-- start of Entries supplied --

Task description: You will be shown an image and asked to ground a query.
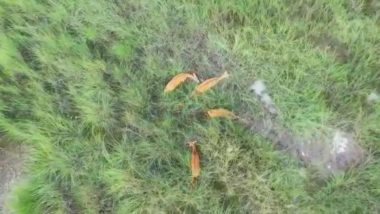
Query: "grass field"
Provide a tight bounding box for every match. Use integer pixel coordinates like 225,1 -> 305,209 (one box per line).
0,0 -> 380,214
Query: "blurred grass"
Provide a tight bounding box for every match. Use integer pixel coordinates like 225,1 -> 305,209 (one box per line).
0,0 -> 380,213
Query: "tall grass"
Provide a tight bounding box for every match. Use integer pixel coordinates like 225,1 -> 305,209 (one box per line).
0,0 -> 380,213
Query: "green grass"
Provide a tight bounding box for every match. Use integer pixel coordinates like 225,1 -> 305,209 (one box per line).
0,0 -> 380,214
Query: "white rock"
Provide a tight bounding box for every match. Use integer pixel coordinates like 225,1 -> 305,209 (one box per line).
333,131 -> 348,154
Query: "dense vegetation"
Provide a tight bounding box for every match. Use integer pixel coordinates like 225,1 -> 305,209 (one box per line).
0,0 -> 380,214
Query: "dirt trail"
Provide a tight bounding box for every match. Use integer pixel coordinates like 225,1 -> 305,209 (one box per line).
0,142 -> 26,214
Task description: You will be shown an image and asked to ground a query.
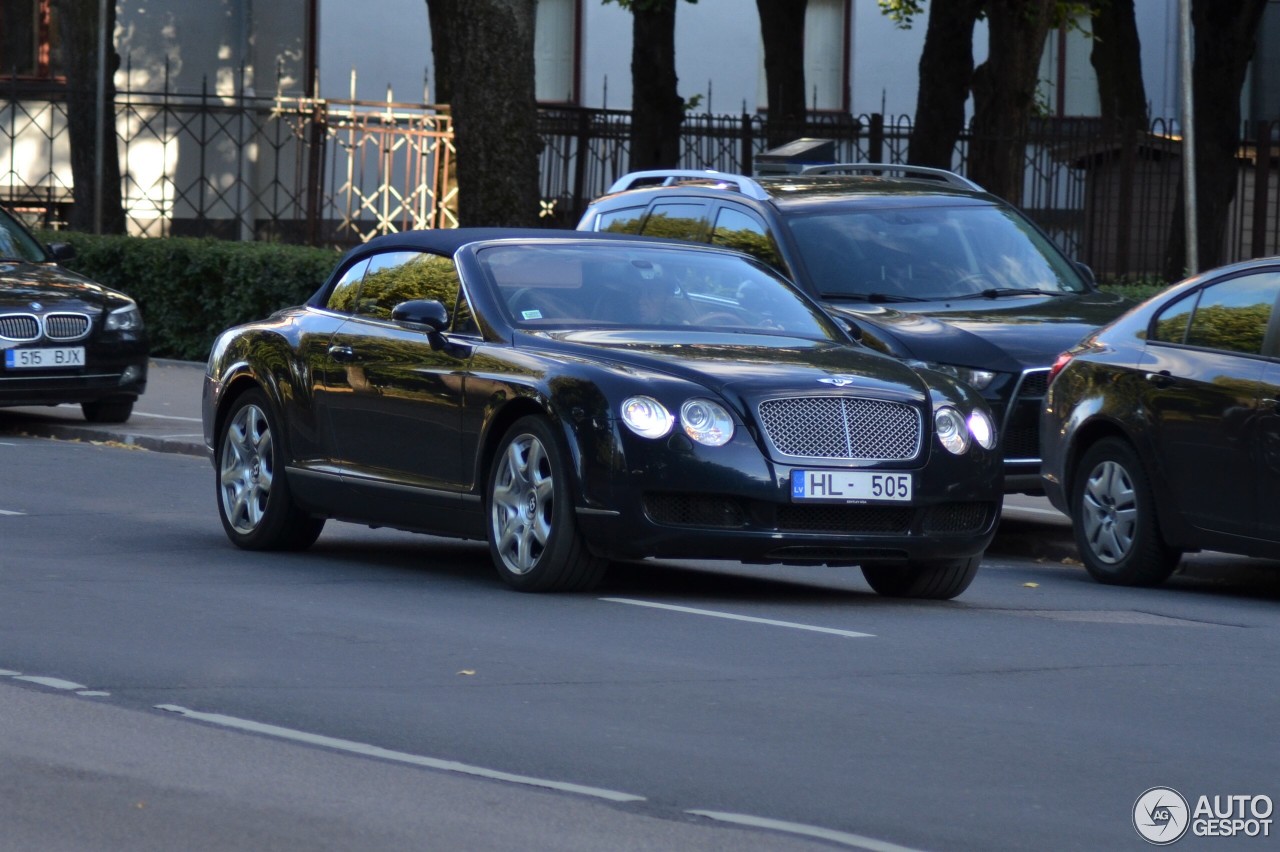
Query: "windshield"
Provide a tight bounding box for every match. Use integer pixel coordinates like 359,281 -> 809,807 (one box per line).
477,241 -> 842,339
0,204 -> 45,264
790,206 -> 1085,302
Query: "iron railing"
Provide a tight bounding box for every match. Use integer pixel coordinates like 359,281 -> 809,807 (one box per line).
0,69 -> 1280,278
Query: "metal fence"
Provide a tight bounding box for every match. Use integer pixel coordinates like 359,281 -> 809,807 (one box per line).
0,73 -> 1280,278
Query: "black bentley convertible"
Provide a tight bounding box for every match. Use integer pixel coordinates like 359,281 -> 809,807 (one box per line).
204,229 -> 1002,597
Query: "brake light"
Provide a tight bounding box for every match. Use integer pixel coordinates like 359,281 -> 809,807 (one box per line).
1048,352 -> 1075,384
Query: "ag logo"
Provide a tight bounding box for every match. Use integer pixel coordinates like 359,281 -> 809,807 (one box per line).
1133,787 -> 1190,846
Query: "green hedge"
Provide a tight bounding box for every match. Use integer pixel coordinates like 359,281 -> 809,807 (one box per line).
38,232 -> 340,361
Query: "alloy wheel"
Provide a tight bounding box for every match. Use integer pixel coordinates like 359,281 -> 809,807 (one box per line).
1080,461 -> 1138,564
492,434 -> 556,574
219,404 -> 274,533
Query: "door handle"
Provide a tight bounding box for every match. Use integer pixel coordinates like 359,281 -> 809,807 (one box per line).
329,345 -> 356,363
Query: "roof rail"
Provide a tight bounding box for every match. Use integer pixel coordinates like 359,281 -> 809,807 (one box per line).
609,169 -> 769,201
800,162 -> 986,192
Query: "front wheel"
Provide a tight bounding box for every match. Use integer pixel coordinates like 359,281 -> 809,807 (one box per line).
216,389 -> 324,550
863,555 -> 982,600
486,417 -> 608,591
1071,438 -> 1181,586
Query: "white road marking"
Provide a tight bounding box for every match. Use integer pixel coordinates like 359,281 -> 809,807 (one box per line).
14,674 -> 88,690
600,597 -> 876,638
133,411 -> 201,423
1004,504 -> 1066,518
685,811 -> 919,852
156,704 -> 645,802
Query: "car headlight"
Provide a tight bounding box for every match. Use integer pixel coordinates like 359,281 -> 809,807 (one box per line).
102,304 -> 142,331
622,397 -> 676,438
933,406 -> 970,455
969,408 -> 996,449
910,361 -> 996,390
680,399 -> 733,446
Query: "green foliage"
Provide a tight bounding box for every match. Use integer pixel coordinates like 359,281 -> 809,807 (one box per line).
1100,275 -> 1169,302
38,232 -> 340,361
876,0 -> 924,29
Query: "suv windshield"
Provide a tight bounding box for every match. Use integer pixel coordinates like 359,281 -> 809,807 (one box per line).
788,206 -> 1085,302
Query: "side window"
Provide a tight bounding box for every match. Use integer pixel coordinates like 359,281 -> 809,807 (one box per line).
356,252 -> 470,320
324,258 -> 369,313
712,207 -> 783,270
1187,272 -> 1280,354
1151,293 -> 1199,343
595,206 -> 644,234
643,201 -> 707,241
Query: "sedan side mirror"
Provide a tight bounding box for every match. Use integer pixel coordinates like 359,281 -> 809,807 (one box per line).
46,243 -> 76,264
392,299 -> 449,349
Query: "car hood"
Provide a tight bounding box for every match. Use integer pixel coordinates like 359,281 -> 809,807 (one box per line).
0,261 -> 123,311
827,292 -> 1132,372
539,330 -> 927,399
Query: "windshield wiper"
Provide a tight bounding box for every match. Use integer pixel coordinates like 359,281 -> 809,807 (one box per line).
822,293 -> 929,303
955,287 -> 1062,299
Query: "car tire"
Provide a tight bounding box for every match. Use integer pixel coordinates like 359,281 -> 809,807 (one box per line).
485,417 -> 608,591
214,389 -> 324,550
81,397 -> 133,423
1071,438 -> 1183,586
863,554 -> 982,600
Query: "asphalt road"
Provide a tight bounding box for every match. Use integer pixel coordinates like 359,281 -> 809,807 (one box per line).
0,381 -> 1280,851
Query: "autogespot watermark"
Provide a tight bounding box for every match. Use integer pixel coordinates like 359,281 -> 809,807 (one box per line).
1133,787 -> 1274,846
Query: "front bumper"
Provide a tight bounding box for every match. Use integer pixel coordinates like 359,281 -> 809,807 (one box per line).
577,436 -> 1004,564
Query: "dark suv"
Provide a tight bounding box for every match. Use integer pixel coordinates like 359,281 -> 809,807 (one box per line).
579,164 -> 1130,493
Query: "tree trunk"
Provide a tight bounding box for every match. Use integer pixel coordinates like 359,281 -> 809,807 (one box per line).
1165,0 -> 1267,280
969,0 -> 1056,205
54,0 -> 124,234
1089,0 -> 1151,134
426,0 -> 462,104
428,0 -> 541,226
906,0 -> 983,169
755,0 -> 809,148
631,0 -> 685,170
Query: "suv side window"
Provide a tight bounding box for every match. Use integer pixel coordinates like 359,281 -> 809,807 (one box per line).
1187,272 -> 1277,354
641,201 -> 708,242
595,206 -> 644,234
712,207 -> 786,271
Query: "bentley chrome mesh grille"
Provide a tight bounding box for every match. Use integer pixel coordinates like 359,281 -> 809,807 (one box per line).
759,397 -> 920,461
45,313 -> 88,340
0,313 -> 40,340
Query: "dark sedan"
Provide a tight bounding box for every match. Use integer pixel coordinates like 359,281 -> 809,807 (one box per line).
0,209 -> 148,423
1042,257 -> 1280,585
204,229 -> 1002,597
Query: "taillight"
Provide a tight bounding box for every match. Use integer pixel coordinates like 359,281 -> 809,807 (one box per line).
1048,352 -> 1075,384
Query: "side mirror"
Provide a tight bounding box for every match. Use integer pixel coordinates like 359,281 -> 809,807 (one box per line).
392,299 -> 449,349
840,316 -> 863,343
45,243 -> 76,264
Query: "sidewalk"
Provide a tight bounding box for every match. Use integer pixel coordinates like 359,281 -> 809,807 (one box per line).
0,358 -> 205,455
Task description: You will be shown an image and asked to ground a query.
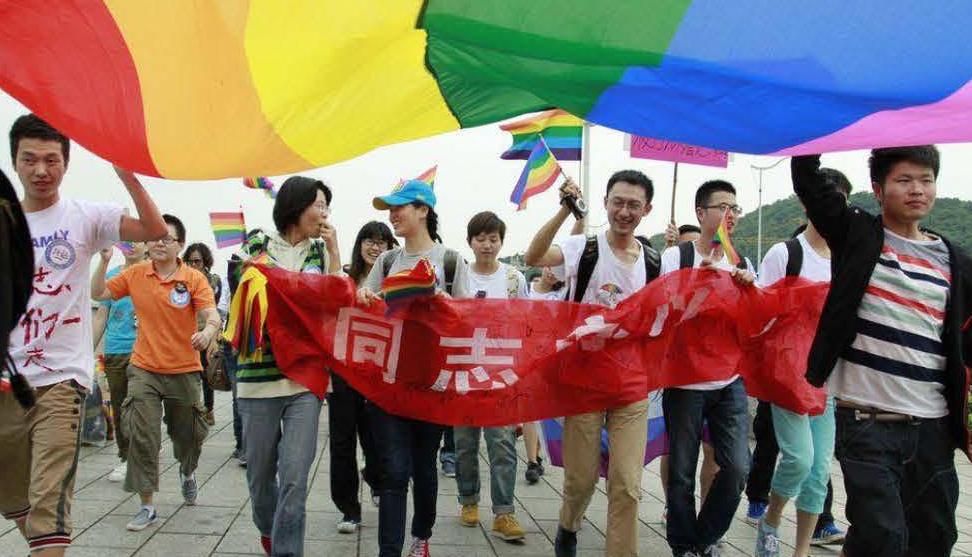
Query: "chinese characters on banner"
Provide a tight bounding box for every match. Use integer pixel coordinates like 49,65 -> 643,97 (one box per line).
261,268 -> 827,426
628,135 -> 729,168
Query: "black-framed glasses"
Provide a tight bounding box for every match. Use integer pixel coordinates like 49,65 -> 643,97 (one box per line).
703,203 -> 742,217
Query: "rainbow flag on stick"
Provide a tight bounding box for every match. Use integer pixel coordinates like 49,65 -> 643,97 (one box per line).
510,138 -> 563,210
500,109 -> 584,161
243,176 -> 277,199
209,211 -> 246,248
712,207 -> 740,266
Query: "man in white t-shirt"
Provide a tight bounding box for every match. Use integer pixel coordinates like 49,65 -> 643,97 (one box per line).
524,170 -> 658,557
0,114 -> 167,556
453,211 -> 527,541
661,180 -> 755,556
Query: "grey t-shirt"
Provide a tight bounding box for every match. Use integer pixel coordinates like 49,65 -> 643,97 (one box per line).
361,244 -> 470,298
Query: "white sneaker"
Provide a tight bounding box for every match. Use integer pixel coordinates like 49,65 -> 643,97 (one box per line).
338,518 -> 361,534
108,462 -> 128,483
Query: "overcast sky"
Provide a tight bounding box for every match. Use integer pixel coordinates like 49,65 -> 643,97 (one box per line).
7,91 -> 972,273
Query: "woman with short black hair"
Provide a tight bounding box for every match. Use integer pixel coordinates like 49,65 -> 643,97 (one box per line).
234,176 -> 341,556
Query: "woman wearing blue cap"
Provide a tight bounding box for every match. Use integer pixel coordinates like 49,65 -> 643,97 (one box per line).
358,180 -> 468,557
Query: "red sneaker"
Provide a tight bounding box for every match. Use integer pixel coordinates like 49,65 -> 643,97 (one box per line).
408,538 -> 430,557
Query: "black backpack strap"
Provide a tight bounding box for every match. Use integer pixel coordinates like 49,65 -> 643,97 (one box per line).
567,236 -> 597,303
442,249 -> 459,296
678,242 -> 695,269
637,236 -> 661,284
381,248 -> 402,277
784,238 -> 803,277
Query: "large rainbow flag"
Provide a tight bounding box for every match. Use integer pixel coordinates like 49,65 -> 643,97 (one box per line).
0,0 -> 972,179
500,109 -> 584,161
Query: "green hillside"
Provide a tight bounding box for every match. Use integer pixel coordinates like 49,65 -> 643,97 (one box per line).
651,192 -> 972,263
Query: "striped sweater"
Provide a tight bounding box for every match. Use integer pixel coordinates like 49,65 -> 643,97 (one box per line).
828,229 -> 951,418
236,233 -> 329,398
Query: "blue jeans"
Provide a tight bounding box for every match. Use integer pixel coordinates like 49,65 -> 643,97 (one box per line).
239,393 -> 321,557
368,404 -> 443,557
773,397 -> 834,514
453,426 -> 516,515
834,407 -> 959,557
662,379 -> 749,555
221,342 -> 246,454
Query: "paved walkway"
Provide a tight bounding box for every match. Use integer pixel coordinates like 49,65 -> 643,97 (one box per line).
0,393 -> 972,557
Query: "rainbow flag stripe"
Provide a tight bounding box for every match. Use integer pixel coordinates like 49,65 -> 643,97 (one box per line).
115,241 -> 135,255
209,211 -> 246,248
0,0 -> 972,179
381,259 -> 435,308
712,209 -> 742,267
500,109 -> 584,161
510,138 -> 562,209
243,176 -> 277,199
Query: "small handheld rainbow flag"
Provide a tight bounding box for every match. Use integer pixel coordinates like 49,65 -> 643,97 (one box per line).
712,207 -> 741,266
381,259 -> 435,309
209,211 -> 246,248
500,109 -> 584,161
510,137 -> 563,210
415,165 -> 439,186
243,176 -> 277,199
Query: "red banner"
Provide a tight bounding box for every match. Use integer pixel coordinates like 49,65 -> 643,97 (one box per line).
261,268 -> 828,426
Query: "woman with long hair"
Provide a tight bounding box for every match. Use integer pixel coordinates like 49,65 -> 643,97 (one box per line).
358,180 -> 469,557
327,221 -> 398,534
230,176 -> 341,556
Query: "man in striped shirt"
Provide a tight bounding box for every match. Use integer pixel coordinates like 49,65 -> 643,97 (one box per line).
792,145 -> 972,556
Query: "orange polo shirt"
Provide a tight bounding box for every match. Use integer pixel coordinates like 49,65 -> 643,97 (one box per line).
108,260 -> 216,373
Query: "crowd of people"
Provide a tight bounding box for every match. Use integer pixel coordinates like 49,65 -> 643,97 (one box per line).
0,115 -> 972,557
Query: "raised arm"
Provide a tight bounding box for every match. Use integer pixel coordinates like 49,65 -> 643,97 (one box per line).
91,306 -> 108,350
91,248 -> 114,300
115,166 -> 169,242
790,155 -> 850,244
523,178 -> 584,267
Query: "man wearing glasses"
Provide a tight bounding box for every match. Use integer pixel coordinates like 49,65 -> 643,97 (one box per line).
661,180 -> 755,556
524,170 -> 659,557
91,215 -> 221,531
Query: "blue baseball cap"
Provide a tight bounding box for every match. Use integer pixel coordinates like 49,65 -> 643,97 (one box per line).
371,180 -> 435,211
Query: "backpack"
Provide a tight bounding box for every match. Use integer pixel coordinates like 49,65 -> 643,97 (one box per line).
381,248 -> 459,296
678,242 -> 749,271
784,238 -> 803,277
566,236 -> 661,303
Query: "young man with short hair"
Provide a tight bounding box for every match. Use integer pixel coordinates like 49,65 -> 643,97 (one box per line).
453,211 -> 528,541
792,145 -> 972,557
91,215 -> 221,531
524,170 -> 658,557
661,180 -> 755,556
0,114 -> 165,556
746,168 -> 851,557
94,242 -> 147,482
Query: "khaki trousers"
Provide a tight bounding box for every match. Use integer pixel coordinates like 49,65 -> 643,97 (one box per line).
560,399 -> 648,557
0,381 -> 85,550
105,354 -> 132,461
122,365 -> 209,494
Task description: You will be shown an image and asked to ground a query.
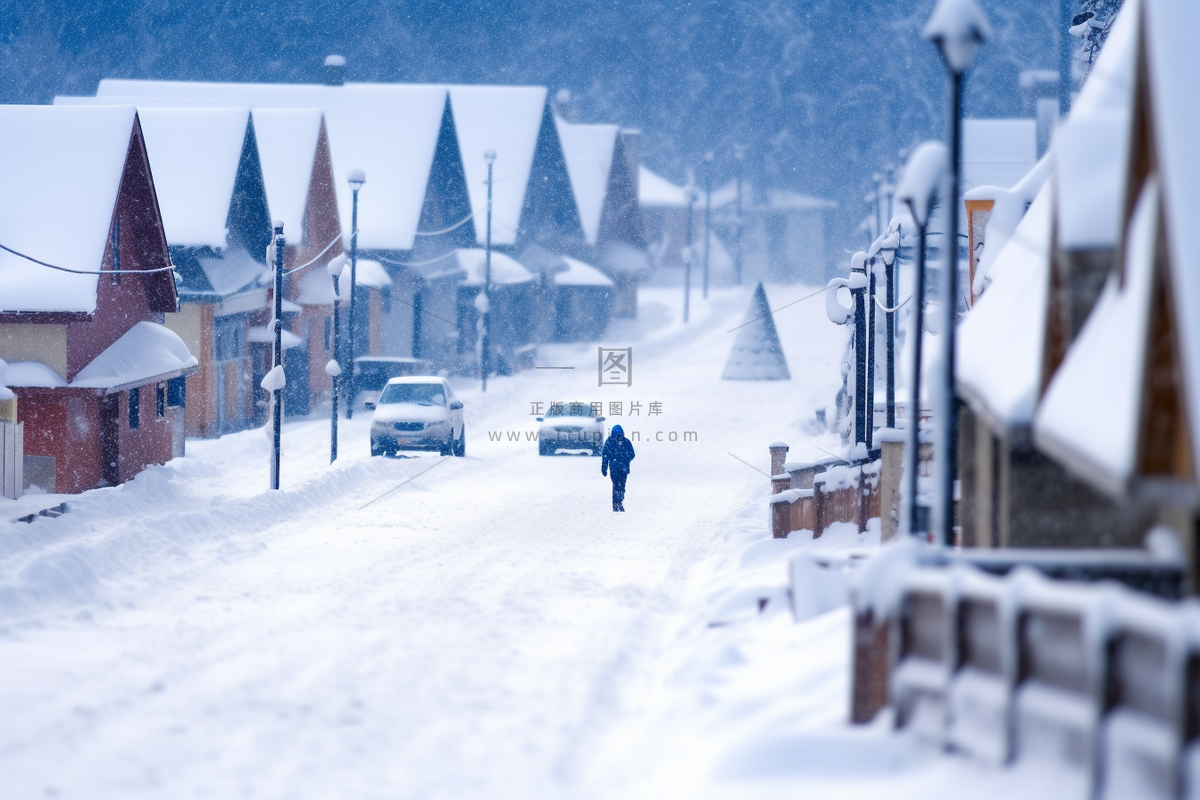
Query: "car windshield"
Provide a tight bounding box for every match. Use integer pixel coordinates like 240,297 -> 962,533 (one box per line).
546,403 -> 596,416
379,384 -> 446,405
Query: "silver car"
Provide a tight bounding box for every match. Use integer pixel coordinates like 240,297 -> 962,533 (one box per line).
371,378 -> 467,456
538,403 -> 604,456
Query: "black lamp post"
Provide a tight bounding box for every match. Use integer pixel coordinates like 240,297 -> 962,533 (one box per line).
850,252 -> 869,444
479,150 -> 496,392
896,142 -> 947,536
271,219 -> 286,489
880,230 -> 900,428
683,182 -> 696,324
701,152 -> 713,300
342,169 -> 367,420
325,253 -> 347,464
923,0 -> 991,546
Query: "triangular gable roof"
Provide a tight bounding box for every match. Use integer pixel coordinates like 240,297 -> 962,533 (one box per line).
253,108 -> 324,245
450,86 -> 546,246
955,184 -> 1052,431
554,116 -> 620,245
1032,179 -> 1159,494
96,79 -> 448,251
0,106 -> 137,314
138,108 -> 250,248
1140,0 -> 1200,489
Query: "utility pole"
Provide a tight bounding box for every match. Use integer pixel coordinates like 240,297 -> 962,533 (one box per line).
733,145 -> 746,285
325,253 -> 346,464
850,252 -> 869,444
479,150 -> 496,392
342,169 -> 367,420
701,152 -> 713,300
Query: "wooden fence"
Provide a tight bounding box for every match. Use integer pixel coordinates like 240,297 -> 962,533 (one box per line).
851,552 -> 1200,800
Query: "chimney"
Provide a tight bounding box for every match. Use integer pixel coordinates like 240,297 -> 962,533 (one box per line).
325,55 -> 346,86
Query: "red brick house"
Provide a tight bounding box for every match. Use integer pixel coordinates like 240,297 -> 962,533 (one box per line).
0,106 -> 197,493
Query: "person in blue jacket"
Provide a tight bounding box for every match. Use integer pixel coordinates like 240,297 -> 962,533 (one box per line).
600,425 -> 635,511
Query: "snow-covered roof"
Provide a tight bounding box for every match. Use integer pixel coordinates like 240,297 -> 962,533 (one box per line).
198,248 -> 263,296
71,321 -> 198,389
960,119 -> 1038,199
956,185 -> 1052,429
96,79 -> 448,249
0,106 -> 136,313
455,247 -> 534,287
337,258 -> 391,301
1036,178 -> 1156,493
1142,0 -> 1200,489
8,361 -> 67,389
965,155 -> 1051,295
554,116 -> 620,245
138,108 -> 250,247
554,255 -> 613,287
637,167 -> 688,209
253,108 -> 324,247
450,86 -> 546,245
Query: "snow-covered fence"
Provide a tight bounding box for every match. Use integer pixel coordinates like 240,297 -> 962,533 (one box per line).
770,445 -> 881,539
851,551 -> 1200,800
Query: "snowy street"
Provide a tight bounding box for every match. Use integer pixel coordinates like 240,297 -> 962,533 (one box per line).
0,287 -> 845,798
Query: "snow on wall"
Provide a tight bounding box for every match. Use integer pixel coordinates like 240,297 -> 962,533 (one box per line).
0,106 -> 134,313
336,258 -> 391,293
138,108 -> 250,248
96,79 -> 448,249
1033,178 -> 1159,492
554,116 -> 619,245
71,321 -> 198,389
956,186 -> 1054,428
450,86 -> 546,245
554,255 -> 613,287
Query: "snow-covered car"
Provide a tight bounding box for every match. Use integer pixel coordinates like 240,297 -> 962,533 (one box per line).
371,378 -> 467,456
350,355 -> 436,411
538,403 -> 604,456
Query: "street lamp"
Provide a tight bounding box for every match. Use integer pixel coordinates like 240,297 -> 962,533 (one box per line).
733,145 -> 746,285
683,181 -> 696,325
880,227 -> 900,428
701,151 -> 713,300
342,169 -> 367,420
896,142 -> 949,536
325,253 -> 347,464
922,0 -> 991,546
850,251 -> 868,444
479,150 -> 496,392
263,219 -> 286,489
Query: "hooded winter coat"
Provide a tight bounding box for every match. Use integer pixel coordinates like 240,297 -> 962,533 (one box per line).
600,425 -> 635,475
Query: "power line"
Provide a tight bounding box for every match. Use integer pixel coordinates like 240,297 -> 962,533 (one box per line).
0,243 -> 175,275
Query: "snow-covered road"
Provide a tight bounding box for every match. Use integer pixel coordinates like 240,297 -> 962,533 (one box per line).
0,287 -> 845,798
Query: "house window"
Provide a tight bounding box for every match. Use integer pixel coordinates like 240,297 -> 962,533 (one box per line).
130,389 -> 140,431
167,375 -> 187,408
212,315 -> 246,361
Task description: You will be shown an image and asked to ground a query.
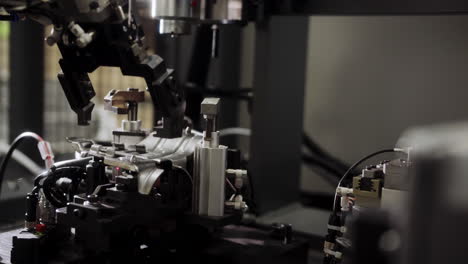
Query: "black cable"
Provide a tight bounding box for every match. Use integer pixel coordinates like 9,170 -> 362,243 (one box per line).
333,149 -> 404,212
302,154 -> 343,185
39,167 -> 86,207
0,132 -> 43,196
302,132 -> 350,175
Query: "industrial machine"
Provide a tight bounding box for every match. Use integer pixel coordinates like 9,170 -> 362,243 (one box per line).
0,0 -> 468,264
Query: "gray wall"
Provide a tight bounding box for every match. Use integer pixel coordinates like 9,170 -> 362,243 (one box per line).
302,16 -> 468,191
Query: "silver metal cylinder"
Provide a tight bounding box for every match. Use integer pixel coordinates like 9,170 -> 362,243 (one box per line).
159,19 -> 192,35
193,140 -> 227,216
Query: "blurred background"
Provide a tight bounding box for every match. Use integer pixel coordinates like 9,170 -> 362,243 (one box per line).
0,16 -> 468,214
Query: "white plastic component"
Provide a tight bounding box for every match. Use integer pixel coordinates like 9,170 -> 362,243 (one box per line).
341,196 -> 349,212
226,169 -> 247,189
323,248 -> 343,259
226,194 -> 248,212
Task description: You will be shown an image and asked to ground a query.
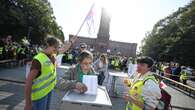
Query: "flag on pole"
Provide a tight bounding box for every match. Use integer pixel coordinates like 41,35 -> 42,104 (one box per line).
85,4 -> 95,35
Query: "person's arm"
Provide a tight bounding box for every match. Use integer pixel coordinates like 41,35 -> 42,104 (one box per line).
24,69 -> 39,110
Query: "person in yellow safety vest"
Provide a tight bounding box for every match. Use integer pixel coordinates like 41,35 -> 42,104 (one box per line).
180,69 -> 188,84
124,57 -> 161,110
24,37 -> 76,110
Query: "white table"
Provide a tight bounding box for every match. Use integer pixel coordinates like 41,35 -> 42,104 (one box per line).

-- end of Entries supplied --

**Task description**
Count the lines of the data above that contain the string "glasses", and reply with that number alone.

**Correct output**
2